_Goal of the exercise_
Pick out every line below that contains the word "Query" and copy each of those lines in full.

_Data excerpts_

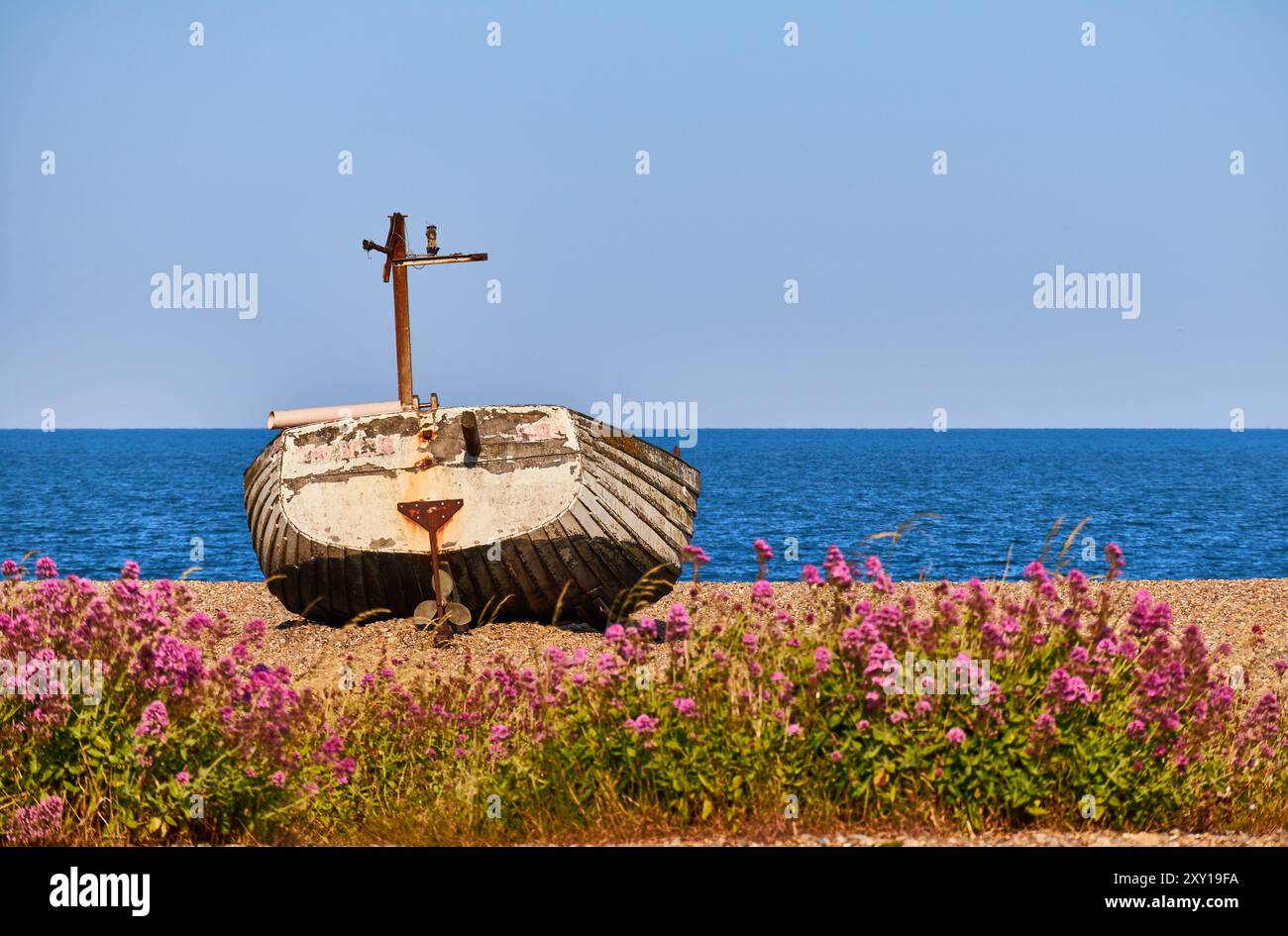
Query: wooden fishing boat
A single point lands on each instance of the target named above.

==

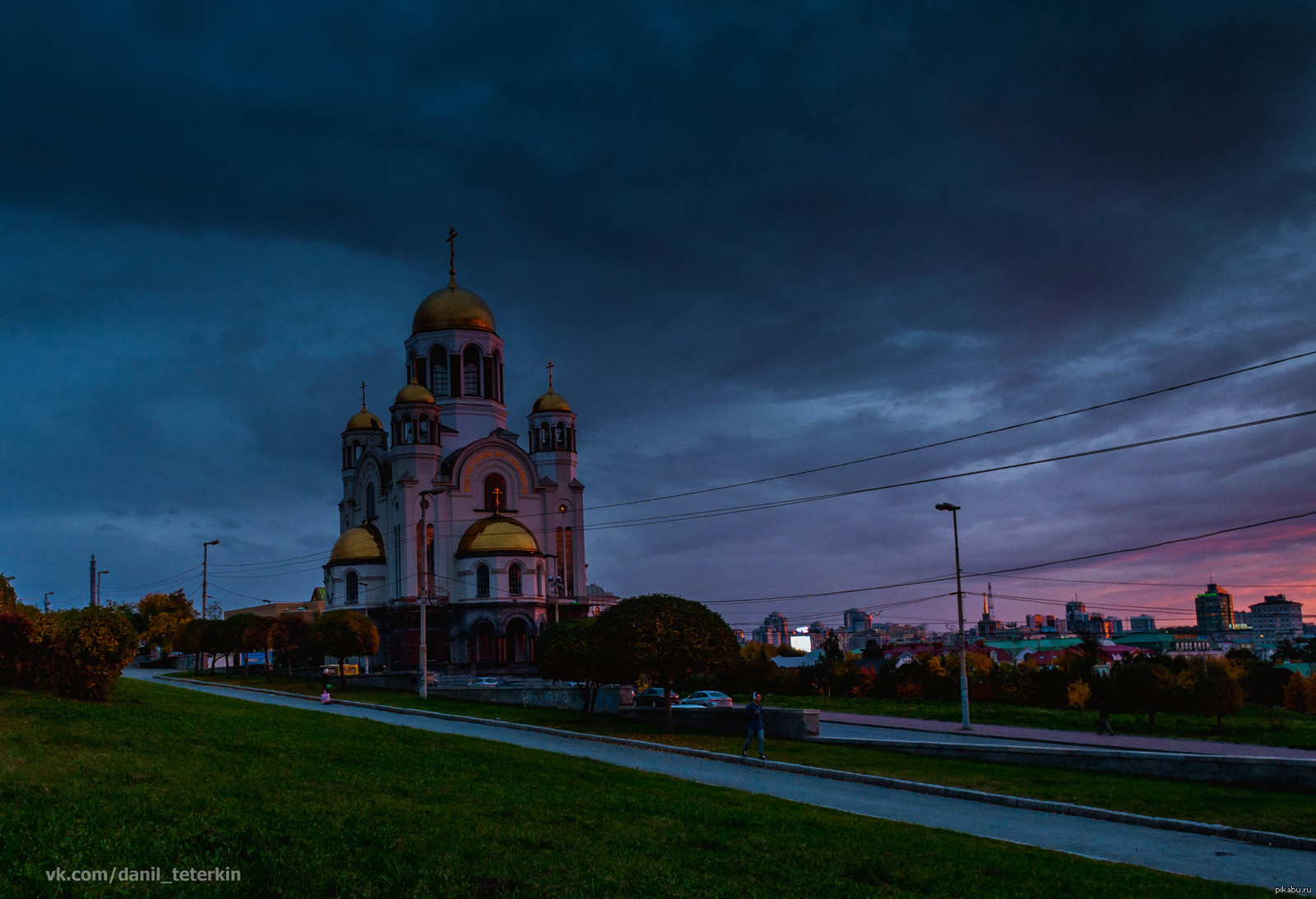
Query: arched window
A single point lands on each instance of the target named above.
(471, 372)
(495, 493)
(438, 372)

_Exercise response_
Query: wooden fishing boat
Query: arched window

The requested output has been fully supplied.